──────── SUPPLIED MATERIAL ────────
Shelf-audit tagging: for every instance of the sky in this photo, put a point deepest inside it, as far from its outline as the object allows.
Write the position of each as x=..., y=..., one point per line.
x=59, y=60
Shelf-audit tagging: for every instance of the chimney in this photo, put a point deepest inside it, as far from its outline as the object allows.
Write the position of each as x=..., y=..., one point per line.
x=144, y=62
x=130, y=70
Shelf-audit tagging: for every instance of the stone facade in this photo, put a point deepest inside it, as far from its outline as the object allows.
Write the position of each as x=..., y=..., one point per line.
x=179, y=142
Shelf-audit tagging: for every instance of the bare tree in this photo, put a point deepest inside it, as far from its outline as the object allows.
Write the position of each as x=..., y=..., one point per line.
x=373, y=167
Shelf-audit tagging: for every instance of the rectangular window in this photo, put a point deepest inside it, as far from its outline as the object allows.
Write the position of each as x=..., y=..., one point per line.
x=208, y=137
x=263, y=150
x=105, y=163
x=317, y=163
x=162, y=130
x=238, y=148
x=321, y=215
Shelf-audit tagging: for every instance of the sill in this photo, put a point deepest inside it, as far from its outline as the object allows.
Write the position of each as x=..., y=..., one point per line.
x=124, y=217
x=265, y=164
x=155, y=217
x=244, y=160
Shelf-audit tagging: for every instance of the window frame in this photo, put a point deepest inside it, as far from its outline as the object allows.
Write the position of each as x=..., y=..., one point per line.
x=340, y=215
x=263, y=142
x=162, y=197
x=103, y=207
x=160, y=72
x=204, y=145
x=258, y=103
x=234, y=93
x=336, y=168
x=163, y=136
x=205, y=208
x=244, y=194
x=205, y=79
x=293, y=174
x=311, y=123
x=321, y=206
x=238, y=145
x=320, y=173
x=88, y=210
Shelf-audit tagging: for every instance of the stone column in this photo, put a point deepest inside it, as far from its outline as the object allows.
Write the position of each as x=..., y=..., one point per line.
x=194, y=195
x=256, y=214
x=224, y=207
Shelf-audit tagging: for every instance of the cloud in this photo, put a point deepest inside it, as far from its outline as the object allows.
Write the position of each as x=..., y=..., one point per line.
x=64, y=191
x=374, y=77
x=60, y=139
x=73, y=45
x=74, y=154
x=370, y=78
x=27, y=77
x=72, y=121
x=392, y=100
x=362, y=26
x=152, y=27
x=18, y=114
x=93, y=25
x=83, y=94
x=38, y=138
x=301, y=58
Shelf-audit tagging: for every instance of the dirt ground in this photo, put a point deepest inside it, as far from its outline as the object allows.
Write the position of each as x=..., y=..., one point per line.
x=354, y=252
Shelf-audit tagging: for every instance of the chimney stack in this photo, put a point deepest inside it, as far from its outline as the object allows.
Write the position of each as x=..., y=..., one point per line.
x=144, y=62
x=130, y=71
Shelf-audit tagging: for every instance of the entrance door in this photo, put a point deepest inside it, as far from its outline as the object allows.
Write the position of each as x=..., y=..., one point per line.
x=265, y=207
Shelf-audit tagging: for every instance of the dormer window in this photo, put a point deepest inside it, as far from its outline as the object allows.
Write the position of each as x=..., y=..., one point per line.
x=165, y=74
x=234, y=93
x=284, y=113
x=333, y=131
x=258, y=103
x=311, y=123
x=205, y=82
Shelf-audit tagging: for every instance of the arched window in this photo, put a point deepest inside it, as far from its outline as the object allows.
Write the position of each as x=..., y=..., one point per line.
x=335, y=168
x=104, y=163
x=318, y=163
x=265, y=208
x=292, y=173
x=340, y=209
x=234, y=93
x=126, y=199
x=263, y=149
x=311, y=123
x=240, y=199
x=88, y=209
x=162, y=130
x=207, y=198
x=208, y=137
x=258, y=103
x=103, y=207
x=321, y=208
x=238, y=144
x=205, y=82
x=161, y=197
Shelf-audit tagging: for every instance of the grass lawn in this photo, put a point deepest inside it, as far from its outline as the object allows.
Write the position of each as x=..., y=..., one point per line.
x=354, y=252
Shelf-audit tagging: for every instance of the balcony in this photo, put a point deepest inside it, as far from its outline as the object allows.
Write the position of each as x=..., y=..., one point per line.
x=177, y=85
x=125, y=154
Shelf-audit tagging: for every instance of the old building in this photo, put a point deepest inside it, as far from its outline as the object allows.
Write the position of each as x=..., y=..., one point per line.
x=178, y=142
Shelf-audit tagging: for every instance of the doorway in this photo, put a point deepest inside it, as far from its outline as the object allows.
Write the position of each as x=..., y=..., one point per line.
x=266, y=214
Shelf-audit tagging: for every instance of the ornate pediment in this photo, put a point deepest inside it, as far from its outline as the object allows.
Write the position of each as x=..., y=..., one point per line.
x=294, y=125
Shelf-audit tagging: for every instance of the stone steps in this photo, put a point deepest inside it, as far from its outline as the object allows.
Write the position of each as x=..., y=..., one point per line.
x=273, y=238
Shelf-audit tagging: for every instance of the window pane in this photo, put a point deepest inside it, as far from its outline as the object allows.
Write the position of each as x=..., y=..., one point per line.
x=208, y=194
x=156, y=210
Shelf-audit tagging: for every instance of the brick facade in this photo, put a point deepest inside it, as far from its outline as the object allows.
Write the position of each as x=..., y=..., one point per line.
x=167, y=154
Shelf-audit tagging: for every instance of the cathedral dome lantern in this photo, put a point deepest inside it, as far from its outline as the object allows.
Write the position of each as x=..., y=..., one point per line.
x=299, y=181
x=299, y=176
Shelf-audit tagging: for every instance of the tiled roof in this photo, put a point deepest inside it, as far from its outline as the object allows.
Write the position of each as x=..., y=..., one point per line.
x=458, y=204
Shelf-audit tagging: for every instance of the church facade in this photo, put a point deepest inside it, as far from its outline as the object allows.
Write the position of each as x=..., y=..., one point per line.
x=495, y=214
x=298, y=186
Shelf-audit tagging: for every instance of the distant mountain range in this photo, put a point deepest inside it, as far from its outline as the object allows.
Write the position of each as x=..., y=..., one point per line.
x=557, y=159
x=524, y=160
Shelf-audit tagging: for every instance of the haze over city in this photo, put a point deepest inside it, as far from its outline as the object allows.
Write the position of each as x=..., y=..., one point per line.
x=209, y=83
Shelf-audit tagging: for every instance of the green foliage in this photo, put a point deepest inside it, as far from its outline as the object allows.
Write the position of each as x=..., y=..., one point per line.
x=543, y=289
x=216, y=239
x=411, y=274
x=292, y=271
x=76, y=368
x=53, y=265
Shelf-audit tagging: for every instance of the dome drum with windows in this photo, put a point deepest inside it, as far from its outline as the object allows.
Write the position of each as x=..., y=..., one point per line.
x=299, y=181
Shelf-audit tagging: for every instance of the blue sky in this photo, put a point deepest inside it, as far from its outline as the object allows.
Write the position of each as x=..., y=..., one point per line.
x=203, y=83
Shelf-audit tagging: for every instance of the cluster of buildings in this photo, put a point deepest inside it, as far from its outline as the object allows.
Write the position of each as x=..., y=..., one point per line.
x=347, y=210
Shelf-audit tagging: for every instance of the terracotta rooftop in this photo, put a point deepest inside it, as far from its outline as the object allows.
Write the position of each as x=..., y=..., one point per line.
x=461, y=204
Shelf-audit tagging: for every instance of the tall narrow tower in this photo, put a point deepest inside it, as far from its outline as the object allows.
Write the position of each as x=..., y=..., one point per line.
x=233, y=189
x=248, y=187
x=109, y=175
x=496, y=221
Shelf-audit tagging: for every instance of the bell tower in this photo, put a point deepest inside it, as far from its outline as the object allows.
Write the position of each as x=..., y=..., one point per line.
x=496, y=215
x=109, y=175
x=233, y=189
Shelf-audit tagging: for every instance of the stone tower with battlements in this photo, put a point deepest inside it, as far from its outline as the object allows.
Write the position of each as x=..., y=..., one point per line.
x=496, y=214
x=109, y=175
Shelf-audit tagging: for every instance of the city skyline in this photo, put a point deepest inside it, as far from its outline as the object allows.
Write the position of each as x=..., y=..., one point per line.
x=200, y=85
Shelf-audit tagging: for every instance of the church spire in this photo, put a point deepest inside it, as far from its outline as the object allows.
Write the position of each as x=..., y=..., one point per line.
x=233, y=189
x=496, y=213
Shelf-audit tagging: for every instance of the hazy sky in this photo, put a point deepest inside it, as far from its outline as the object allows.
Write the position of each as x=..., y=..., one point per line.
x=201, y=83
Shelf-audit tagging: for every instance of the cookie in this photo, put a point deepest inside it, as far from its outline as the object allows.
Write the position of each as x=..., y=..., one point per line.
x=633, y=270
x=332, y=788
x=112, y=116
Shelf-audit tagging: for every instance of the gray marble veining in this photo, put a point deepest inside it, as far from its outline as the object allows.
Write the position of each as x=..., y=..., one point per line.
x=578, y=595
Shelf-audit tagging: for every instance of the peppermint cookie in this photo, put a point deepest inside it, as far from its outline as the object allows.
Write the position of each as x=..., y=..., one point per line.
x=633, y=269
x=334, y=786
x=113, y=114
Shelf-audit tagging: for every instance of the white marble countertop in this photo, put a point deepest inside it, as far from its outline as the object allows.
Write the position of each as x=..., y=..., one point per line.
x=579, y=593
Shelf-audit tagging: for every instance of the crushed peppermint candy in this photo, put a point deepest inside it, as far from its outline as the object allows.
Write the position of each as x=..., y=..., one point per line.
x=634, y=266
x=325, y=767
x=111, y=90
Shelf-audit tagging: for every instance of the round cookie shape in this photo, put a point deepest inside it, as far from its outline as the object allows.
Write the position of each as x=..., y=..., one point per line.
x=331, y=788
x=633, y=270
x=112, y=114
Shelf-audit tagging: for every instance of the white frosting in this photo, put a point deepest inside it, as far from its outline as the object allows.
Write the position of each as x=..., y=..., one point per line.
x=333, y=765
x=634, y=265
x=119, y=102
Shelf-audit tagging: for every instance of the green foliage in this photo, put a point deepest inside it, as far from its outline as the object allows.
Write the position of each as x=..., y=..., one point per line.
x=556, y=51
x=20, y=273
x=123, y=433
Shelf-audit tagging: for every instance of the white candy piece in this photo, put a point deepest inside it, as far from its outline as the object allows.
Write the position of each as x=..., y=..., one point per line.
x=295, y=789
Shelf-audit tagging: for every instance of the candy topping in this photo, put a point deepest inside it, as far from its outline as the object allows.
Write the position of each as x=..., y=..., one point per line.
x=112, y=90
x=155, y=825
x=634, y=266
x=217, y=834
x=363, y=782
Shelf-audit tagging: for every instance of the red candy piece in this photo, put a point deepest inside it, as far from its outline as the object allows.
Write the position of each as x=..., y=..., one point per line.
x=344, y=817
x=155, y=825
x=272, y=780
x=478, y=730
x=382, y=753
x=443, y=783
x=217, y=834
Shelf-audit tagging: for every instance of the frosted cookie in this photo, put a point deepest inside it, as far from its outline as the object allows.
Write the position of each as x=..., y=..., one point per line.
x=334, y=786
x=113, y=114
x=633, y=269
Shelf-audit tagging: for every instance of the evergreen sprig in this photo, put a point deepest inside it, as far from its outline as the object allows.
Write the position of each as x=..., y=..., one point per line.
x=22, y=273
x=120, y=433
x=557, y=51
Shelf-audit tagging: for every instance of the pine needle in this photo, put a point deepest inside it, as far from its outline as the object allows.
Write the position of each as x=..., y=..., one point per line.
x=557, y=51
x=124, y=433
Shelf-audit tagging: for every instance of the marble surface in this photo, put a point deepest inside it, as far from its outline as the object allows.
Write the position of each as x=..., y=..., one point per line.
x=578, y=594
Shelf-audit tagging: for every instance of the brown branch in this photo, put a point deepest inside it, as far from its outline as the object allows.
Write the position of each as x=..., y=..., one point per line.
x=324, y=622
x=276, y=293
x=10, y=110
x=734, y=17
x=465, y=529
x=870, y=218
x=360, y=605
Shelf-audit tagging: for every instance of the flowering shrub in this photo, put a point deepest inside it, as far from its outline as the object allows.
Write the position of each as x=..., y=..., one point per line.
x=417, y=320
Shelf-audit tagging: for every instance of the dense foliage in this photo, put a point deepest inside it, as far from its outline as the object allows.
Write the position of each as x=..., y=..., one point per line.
────────
> **WHAT THE EXERCISE ASKS**
Give the number of lines in the records that hold the word "city", with no other words.

> **ANSWER TO THIS TASK**
2